### Selected extract
= = = = = = =

Assisting Self-Represented Parities Ms. Klein stated the policy was redrafted to change the phrase “court staff” to “employees”.
It was moved by Petra Hulm, seconded by Rod Olson, to approve the Assisting Self-Represented Parties policy and include it in the packet to be forwarded to the Supreme
Court. The motion carried.
Electronic Court Recorder-District Judge and Court Reporter Classifications Ms. Klein said the electronic court recorders (ECR) requested a reclassification and also
proposed some changes in duties. Ms. Klein’s analysis determined that the ECR is appropriately
classified in its current classification, and some of the ECRs are in the process of appealing Ms.
Klein’s decision to the state court administrator.
In reviewing the reclassification request, Ms. Klein noted that although the ECR and court
reporter have different equipment, they have the same essential functions. To address some of
inconsistencies, Ms. Klein drafted proposed changes to the two classifications recommending a
change in job title and changes to correct the inconsistencies in wording. For example, some of
the inconsistencies are one has research skills and the other does not, and one might use
considerable knowledge and one might not. The ECR classification has a proposed change under
the “title of immediate supervisor”. The trial court administrators requested the change in
supervisor because there are four employees currently classified as secretaries who record for
referees and, based on their duties, should be classified as an ECR. The proposal also changes
the wording from “district judge” to “referee or district judge” throughout the classification. The
changes do not affect the pay grade in either of the classifications.
Judge McEvers said from her perspective, there seems to be a wide disparity between pay grades
13 and 10.
Justice Kapsner stated although the court reporters and ECRs overlap in some ways, they do not
do the same job. She said the training and quality of the transcripts are considerably different.
She stated transcripts from ECRs contain too many inaudibles, which is something she has not
received from a reporter. She suggested no changes be made to the court reporter classification.
Rod Olson suggested removing “District Judge” from the title of ECR. This would allow those
four secretaries to be classified as ECRs. He said because there is a difference in the
classifications, he believes it is important to leave the word “recorder” in the ECR title and not
call them both “reporters”. The terms are used every day in court, for example, we use a recorder
for a hearing and a reporter for a trial.
Sally Holewa stated to be consistent with other classifications, the title of the immediate
supervisor could be changed to “varies”, and the words “audio tapes” should be changed to
“storage devices”. She said supports Mr. Olson’s suggestion to change the title so it includes
those four secretaries who record for referees.

= = = = = = =

### Data for analysis
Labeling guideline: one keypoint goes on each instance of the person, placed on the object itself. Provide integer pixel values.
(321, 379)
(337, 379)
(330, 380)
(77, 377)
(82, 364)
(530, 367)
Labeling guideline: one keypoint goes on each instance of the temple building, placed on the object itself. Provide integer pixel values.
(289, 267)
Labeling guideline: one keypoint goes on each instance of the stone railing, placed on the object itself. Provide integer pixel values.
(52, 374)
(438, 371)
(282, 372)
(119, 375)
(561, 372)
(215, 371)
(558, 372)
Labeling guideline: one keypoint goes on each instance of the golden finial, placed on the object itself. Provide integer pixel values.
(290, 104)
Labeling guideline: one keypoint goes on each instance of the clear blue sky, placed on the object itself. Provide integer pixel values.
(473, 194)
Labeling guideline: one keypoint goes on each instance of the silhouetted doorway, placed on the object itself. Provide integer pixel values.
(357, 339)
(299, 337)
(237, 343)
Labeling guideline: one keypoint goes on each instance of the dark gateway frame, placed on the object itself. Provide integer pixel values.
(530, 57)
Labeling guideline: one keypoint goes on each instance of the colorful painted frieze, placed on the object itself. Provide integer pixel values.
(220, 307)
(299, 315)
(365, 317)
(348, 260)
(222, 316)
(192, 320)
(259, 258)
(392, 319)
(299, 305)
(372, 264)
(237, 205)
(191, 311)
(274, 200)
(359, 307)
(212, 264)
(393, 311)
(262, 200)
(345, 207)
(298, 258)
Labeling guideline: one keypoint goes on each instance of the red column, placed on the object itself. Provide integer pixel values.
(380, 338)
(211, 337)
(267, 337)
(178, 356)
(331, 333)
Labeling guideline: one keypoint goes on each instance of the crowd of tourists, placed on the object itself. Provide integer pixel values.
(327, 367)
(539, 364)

= = = = = = =

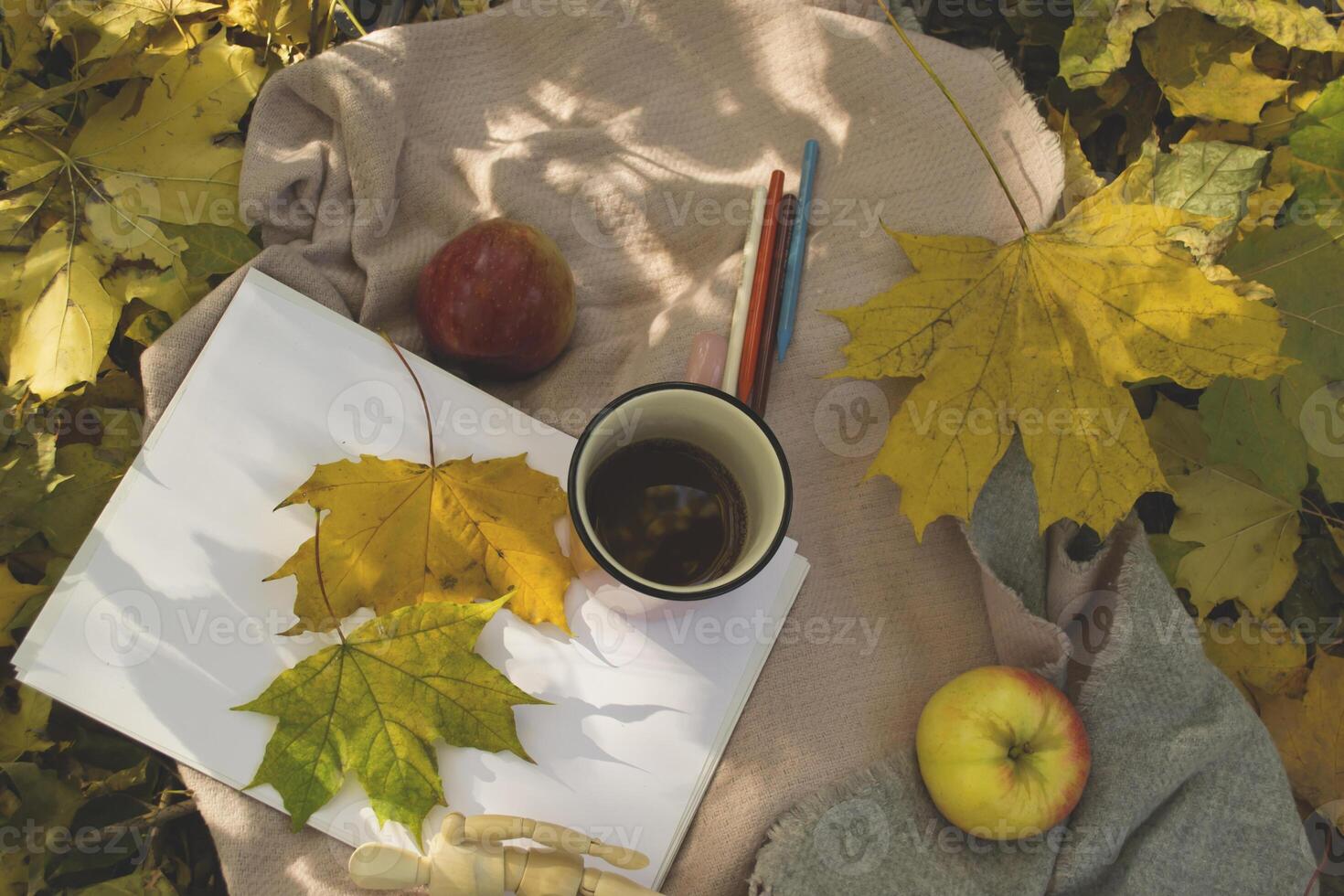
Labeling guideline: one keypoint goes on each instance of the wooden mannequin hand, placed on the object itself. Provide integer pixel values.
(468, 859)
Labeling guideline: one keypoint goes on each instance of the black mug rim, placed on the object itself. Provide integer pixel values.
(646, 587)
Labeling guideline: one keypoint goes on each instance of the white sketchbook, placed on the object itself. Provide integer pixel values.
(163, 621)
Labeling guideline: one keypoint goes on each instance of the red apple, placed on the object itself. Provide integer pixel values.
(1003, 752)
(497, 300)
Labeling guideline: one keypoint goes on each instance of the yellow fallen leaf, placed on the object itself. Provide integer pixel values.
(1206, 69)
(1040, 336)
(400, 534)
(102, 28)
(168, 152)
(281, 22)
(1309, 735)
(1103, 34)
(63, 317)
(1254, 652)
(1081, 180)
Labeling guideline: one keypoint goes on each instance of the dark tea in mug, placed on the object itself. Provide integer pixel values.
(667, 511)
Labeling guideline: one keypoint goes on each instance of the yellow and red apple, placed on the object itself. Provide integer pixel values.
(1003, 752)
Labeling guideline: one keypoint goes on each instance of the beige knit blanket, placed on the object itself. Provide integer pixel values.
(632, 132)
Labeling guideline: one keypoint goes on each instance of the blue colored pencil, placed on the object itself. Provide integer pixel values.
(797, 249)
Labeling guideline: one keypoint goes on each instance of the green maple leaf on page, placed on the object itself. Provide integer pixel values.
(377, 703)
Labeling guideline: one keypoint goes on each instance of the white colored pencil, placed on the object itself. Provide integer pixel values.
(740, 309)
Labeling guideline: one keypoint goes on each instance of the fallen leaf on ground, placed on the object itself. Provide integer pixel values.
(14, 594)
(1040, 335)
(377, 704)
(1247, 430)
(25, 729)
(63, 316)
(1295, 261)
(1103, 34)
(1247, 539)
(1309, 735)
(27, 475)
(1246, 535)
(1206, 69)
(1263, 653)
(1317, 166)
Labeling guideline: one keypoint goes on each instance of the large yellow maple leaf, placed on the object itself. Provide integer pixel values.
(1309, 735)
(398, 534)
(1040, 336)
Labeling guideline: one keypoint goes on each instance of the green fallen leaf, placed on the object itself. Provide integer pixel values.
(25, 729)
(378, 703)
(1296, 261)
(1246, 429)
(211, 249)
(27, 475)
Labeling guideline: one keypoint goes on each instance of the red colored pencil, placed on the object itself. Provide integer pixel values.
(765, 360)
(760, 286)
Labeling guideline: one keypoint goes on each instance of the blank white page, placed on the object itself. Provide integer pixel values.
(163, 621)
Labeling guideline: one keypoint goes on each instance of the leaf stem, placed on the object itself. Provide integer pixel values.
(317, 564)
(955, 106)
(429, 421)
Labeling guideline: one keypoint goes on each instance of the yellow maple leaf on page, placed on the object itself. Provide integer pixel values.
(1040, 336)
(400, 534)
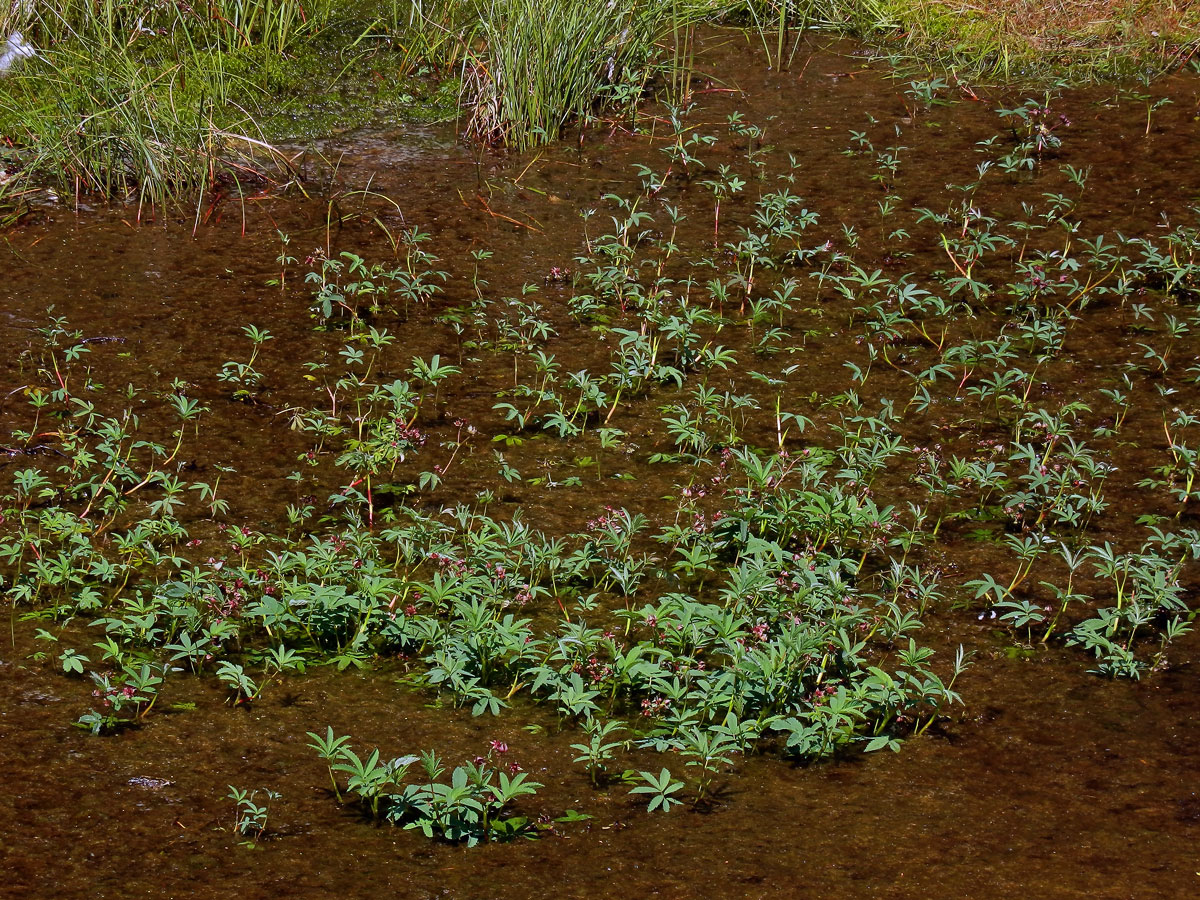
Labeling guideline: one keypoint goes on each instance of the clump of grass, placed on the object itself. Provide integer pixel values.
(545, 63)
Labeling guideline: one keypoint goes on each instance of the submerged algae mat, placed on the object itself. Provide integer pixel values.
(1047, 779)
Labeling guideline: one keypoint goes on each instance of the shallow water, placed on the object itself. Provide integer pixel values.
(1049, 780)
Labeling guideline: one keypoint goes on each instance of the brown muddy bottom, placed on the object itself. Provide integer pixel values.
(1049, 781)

= = = = = = =

### Problem details
Substitute "preparation" for "training" in the meeting minutes, starting with "Justice Kapsner stated" and going on through "are considerably different.", and give that stretch again with the change. The data above are independent of the meeting minutes and unrelated to them.

### Result for this exercise
Justice Kapsner stated although the court reporters and ECRs overlap in some ways, they do not
do the same job. She said the preparation and quality of the transcripts are considerably different.